┌────────

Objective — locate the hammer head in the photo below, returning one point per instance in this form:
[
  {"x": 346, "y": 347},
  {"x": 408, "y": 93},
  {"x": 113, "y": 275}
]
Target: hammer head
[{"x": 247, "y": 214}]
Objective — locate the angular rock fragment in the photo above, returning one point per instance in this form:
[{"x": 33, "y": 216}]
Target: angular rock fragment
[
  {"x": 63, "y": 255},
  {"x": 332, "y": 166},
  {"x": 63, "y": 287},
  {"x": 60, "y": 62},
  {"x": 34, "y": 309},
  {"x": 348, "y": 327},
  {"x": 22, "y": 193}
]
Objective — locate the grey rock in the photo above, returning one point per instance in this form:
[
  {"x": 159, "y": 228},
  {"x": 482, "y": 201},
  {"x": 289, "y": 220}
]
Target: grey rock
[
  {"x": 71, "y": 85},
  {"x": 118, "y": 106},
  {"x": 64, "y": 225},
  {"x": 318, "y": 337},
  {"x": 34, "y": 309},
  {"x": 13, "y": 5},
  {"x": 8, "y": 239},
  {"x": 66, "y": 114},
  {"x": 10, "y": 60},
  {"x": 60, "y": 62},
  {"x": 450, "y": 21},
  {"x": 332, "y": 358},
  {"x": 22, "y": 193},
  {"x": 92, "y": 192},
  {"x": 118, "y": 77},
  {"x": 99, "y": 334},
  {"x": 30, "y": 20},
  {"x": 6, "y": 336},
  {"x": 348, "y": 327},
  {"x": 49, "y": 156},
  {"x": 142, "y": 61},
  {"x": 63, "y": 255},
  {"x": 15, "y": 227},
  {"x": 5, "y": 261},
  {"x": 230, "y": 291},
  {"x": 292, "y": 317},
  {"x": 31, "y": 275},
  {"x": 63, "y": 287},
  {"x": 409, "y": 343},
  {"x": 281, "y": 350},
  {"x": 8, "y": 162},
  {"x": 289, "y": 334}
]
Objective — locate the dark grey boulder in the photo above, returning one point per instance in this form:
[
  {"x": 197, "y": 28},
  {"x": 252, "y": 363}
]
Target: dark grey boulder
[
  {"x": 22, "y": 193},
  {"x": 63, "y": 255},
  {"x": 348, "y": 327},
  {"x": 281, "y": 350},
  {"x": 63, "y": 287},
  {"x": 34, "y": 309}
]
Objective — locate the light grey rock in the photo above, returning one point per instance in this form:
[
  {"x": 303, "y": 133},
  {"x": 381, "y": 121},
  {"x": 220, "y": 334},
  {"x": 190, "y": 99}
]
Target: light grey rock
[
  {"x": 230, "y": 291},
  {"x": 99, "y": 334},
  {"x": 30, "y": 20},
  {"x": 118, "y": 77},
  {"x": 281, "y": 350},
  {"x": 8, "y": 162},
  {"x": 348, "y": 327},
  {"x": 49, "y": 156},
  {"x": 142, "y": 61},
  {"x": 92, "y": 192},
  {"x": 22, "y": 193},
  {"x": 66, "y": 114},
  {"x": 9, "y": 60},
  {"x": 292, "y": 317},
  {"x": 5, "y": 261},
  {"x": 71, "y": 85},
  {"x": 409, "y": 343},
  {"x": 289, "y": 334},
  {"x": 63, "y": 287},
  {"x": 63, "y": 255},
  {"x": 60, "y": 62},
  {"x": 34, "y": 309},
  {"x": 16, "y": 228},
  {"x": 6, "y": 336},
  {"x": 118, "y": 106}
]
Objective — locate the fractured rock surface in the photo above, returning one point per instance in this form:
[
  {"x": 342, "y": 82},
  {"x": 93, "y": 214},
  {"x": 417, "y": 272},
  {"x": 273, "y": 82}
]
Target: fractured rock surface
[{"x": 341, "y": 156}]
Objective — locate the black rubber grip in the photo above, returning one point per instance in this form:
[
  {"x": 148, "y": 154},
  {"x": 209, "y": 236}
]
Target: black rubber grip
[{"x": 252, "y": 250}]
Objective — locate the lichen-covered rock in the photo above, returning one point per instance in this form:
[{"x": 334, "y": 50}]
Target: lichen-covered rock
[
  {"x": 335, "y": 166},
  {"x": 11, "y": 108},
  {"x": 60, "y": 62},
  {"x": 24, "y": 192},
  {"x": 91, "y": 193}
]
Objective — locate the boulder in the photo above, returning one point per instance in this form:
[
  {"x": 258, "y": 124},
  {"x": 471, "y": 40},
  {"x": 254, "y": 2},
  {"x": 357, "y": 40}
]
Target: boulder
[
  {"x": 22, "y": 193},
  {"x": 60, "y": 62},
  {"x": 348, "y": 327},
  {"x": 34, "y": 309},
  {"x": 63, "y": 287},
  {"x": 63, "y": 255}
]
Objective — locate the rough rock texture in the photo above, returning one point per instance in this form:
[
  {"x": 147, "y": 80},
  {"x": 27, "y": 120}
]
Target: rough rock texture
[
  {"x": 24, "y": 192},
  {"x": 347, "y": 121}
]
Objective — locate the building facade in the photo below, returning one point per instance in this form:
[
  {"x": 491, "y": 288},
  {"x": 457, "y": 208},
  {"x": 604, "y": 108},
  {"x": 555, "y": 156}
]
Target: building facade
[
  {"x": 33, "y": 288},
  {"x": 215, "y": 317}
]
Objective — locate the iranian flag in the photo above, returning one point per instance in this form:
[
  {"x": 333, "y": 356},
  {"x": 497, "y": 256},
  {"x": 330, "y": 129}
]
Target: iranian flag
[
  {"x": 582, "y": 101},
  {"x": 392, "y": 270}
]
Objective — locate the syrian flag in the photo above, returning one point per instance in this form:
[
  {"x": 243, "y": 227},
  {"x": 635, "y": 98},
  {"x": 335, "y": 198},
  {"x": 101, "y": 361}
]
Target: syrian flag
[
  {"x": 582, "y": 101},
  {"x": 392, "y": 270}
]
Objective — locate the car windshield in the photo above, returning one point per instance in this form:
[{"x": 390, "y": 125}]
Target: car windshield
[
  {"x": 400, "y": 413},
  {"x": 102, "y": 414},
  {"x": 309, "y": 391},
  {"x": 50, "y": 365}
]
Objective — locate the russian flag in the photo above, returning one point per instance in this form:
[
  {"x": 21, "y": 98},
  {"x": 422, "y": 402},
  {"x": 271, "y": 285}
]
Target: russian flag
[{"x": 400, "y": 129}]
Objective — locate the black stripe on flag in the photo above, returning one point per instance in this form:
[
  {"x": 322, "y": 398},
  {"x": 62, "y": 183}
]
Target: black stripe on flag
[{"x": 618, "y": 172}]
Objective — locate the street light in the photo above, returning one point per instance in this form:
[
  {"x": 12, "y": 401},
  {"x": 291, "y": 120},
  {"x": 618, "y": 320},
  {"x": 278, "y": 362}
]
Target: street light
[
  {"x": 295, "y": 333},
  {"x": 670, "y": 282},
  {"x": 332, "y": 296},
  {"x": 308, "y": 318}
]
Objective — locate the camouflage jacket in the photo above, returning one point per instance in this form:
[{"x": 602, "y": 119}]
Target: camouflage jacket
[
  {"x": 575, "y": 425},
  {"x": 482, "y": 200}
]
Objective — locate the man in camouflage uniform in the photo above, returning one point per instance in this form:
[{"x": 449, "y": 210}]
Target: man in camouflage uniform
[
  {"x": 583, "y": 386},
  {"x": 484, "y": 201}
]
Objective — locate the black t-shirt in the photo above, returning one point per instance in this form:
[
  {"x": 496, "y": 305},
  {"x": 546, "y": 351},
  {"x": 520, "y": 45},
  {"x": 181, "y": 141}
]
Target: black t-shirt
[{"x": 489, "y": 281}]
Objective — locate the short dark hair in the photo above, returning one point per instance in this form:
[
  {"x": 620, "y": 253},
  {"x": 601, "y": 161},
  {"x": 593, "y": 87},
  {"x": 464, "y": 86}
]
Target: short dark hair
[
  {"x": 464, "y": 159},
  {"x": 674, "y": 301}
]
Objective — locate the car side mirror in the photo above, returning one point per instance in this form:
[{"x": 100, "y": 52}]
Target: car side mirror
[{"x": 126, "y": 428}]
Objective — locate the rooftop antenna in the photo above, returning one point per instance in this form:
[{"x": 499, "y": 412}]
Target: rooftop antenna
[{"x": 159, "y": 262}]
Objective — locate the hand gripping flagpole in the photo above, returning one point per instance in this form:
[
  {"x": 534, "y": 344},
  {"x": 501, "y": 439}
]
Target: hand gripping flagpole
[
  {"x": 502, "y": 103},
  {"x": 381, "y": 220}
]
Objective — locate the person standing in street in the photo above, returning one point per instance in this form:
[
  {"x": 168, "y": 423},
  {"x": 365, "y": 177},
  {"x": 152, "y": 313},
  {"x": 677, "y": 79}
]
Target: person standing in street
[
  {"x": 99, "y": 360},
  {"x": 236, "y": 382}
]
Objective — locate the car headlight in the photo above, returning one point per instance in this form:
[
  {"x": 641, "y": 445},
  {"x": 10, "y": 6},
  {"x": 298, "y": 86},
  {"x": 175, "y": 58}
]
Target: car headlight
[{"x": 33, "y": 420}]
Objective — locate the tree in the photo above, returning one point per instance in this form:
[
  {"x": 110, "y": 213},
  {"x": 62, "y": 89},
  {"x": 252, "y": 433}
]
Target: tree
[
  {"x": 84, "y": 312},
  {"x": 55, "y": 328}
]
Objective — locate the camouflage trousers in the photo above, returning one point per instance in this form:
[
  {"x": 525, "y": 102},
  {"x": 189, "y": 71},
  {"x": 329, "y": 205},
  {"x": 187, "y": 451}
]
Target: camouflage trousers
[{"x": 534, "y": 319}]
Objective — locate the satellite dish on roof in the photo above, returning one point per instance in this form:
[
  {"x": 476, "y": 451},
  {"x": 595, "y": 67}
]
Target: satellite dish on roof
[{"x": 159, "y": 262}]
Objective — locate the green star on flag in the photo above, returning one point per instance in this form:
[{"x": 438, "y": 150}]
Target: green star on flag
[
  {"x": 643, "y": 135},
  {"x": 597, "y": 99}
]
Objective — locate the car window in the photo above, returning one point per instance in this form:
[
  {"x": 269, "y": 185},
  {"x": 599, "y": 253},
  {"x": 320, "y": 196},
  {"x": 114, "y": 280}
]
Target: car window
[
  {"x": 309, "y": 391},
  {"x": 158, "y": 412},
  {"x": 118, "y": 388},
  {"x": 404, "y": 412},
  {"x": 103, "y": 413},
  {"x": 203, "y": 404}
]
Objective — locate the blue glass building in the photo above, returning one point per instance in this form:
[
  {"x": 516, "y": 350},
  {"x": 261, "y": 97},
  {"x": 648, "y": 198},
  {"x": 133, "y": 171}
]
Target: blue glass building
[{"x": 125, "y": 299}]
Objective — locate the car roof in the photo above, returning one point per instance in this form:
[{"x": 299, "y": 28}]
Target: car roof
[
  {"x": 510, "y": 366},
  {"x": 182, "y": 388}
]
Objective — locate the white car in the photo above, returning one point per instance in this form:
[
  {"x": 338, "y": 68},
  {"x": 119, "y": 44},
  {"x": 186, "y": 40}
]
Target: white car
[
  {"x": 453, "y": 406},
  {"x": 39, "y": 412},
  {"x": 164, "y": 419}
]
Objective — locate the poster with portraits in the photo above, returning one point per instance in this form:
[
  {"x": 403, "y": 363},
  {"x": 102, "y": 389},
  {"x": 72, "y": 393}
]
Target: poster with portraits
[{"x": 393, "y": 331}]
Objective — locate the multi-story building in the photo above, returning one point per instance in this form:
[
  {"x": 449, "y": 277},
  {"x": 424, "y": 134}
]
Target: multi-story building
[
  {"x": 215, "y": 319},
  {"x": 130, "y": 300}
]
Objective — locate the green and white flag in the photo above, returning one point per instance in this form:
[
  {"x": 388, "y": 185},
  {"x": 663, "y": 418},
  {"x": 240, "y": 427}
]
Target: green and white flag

└────────

For the string "below", go through the entries above and copy each line where it occurs.

◆ **Problem solution**:
Objective — locate the hammer head in the photo below, returning one point per instance in this form:
Objective — locate the building facade in the photo below, returning one point per instance in this form:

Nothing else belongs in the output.